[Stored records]
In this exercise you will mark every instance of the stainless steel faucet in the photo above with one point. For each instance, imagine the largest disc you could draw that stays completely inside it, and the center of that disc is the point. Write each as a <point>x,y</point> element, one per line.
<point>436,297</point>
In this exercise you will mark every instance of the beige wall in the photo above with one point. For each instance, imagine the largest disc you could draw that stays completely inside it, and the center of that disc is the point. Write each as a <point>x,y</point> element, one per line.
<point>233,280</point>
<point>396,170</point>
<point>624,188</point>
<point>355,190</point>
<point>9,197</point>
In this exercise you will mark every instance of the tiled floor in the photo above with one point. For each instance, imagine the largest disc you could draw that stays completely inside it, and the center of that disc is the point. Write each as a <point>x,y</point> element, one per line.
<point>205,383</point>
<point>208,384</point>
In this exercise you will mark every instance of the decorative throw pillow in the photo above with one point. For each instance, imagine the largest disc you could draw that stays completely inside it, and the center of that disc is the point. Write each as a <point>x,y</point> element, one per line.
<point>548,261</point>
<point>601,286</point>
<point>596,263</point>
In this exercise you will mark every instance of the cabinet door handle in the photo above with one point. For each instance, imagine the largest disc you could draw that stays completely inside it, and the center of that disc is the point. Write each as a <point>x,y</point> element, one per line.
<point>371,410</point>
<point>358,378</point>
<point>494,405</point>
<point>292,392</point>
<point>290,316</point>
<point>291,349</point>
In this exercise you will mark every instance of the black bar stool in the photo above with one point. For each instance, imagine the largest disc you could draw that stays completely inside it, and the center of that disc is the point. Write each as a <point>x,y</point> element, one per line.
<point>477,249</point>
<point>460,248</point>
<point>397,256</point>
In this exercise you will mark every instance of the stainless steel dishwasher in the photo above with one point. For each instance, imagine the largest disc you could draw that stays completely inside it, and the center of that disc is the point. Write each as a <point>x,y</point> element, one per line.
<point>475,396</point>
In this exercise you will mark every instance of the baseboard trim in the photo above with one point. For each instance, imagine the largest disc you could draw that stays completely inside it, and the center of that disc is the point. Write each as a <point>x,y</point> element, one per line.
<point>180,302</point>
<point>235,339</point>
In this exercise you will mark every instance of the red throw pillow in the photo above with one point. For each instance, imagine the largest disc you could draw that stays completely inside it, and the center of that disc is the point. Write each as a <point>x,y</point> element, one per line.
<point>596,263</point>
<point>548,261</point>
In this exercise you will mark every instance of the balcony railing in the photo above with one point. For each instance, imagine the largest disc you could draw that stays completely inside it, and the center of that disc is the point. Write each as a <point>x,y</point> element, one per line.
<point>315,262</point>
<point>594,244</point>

WHAT THIS TASK INVOLVES.
All the data is to be copied over exactly as it stands.

REPLY TO THE EXERCISE.
In this exercise you will mark every instance of the stainless steel faucet in the photo above with one point. For each instance, imagine the largest disc you could draw that stays completely inside it, and the center of that disc is the point. Write each as a <point>x,y</point> element, one per line.
<point>436,297</point>
In this exercise you will mark every instance of the beige wall in the photo above with one point. For each instance, imagine the largest disc you could draw that stays completely inside it, and the center of that disc is the point. Write each as a <point>x,y</point> element, one per line.
<point>233,280</point>
<point>396,170</point>
<point>624,188</point>
<point>355,190</point>
<point>9,197</point>
In this exercise you will mark every instance of the tiled floor in the photo above with one point. For each instance, imagine the largest disc you could draw that stays completely inside it, and the center of that disc is the point. Write each as a <point>x,y</point> element, one per line.
<point>205,383</point>
<point>208,384</point>
In this exercise you will mark every instance of the decorative throw pillow in the photo above with one point. For each instance, imagine the largest disc you could draw that stays completely inside it, and the center of that disc is the point. Write each as a <point>x,y</point> element, one per line.
<point>548,261</point>
<point>601,286</point>
<point>596,263</point>
In this exercise you will mark every instance of the cabinet door handle in the photo above with one point. For each instance, imagine the largest disc you could draw that stays completely inside it, and the center of that disc is the point. Write each as a <point>x,y</point> element, one per line.
<point>371,410</point>
<point>358,378</point>
<point>494,405</point>
<point>292,392</point>
<point>290,316</point>
<point>291,349</point>
In this exercise you will mark every instance of the black bar stool in the photo above with one point. For each instance, imagine the largest disc you could draw that stays completely inside it, and the center of that disc is the point. Write each as a <point>x,y</point> element, one per line.
<point>477,249</point>
<point>460,248</point>
<point>397,256</point>
In this exercise you will mark every instance of the stainless steel dishwasher in the photo above with one point. For each instance, imagine the largest disc you could draw that stays completely inside it, and the center of that disc is the point. Write each as a <point>x,y</point> element, one per line.
<point>475,396</point>
In this exercise you will mark every instance of the baseboard trim in the photo above with one point. For each instance, imagine the largest disc you could draw that stays completely inside it, and the center of that disc is the point. Write each as a <point>x,y</point> element, one per line.
<point>180,302</point>
<point>235,339</point>
In this exercise you will mark every instance of the red throw pillow in the photo above with one point. For each instance, imagine the largest disc you could draw that stays completely inside it, and the center of that disc is the point. Write each as a <point>x,y</point> element, one per line.
<point>596,263</point>
<point>548,261</point>
In this exercise you will mark every instance of the balcony railing in the photo above with one point. For each instance, imagine the largest disc you could draw that stays completely inside it, and the center of that disc is the point. Write each as a <point>x,y</point> element, one per line.
<point>315,262</point>
<point>594,244</point>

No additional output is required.